▶ **Extrait du texte**

Par exemple, si on vous propose un jeu ou vous avez une chance sur dix de gagner 20 euros, et que la participation coûte un euro, devriez-vous participer? Et bien l'espérance de gain est de 20 euros X 10%, 2 euros! C'est plus que ce qu'on vous demande, vous devriez donc sauter sur l'occasion.
Facile, n'est ce pas? Et bien non! Car l'esprit humain a tendance à nous induire en erreur. Il n'y a cependant que deux types d'erreurs possibles, puisque l'équation ne comporte que deux paramètres. Vous pouvez soit mal estimer la probabilité de gain, ou mal estimer sa valeur.

La probabilité de gain

Le problème majeur dans l'estimation des probabilités de gains est que nous avons tendance à croire que ce qui nous vient le plus rapidement à l'esprit est forcément la chose la plus probable. Or, ce qui nous vient rapidement à l'esprit est ce qui a le mieux été mémorisé, soit parce que ça arrive souvent, soit parce que c'est lié à une émotion ou à une frustration marquante. Mais cela ne vaut pas dire que ce soit réellement plus probable.
Par exemple, combien de fois n'avons nous pas choisi la mauvaise file dans le supermarché? C'est presque systématique, à croire qu'on a du faire quelque chose de grave dans une vie antérieure pour mériter cela! Mais statistiquement, pour chacun d'entre nous qui pense prendre très souvent la file la plus lente, il devrait y avoir une personne qui se dit "Hey, à chaque fois que je fais les courses je me retrouve dans la file la plus rapide!".
Pourtant ce n'est pas le cas, en fait la majorité d'entre nous se considère malchanceux sur ce point. Pourquoi? Parce que notre cerveau ne prend pas la peine d'enregistrer les fois ou ça se passe bien. Ce sont les cas les plus frustrants qui se remémorent le mieux.
Cela nous mène à faire de très mauvaises estimations. Intuitivement, la plupart des gens pensent qu'il y a plus de morts à cause du terrorisme qu'à cause de l'asthme ou des piscines privées. Et cela se retrouve dans les programmes gouvernementaux, qui investissent des millions dans la lutte contre le terrorisme, mais réservent un budget très modeste à la prévention des noyades. Combien de morts à cause du terrorisme chaque année en France? Entre 0 et 5? Combien de noyades dans des piscines familiales? De 50 à 80! Mais le terrorisme on en entend parler tous les jours, tandis que les noyades ne font la une qu'une fois ou deux dans l'année.

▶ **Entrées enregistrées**

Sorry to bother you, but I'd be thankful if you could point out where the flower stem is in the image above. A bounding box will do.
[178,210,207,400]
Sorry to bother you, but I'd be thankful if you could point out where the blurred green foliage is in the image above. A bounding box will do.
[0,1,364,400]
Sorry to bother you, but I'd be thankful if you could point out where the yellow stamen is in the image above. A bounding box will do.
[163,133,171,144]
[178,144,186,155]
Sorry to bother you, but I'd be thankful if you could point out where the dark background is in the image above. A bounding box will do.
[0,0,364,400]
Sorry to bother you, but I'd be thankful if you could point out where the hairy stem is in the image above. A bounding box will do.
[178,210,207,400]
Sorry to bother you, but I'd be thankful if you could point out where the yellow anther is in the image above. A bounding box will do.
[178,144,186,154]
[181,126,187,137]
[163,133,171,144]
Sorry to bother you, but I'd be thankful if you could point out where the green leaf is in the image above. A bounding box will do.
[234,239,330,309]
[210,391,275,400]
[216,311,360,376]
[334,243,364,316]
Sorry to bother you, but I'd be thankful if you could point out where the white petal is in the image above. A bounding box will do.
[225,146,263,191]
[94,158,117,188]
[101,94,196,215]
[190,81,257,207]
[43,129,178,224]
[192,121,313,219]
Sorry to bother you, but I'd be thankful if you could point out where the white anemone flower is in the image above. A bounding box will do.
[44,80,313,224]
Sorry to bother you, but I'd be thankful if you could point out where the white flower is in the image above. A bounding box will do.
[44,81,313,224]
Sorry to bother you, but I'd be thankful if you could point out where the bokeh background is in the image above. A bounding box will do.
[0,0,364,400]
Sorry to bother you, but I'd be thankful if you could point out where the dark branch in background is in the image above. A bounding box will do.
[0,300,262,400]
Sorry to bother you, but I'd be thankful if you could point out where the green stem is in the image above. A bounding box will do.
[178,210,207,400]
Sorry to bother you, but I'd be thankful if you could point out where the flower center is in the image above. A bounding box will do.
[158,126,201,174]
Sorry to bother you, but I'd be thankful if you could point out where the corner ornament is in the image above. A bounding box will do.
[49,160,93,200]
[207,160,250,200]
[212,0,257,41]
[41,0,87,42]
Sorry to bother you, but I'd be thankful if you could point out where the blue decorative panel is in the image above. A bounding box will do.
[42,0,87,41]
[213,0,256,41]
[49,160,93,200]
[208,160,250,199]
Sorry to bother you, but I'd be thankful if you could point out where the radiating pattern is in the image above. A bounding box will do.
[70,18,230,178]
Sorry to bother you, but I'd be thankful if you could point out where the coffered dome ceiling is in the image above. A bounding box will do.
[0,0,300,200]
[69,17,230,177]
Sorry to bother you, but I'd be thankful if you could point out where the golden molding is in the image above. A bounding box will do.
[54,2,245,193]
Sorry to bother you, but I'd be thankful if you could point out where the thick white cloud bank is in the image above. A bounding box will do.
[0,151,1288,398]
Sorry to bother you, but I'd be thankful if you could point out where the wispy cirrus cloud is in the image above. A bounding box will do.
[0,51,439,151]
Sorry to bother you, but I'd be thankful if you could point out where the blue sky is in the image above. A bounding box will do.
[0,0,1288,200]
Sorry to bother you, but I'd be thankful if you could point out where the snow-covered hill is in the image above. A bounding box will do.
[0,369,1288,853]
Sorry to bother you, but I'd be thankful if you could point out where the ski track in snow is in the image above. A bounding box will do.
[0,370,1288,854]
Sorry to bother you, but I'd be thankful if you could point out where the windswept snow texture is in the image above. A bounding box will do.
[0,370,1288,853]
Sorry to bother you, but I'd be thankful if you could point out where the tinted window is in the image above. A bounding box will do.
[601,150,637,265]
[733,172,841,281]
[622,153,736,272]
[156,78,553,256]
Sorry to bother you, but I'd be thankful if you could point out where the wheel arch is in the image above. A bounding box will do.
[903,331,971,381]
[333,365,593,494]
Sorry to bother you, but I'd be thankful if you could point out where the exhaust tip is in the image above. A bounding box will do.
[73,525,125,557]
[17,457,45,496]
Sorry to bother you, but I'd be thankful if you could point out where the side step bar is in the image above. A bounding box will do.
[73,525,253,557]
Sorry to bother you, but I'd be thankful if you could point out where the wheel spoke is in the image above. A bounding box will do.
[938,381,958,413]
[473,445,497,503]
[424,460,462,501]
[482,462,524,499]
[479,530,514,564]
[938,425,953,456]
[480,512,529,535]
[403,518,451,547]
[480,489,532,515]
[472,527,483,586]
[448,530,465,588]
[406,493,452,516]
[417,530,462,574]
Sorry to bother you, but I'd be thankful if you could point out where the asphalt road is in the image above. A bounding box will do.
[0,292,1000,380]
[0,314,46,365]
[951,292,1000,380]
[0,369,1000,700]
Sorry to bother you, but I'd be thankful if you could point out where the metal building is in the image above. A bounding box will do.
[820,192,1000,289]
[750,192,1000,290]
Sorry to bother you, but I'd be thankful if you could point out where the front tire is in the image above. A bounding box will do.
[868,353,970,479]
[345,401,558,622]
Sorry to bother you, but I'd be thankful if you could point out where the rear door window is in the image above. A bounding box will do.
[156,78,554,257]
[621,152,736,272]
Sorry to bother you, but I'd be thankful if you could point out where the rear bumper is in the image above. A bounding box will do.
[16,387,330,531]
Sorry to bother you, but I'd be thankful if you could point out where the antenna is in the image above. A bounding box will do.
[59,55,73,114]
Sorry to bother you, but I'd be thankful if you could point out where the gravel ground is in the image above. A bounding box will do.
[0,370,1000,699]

▶ **À faire**
[A] Indiquez si chacune des affirmations suivantes concorde avec le texte sur l'espérance de gain, en répondant par oui ou par non et en citant les mots du texte qui tranchent : (i) dans l'exemple du jeu, l'espérance de gain s'élève à 2 euros ; (ii) la plupart d'entre nous se jugent chanceux dans le choix de la file au supermarché ; (iii) le texte avance un chiffre de 50 à 80 noyades dans des piscines familiales.
[B] Transcrivez dans une liste numérotée, sans les lignes vides, le passage du relevé allant de la ligne qui contient « where the thick » jusqu'à la ligne qui contient « [0,369,1288,853] », ces deux lignes comprises.

▶ **Résultats de l'exercice**
[A]
(i) Oui : « l'espérance de gain est de 20 euros X 10%, 2 euros! »
(ii) Non : « la majorité d'entre nous se considère malchanceux sur ce point »
(iii) Oui : « Combien de noyades dans des piscines familiales? De 50 à 80! »

[B]
1. Sorry to bother you, but I'd be thankful if you could point out where the thick white cloud bank is in the image above. A bounding box will do.
2. [0,151,1288,398]
3. Sorry to bother you, but I'd be thankful if you could point out where the wispy cirrus cloud is in the image above. A bounding box will do.
4. [0,51,439,151]
5. Sorry to bother you, but I'd be thankful if you could point out where the blue sky is in the image above. A bounding box will do.
6. [0,0,1288,200]
7. Sorry to bother you, but I'd be thankful if you could point out where the snow-covered hill is in the image above. A bounding box will do.
8. [0,369,1288,853]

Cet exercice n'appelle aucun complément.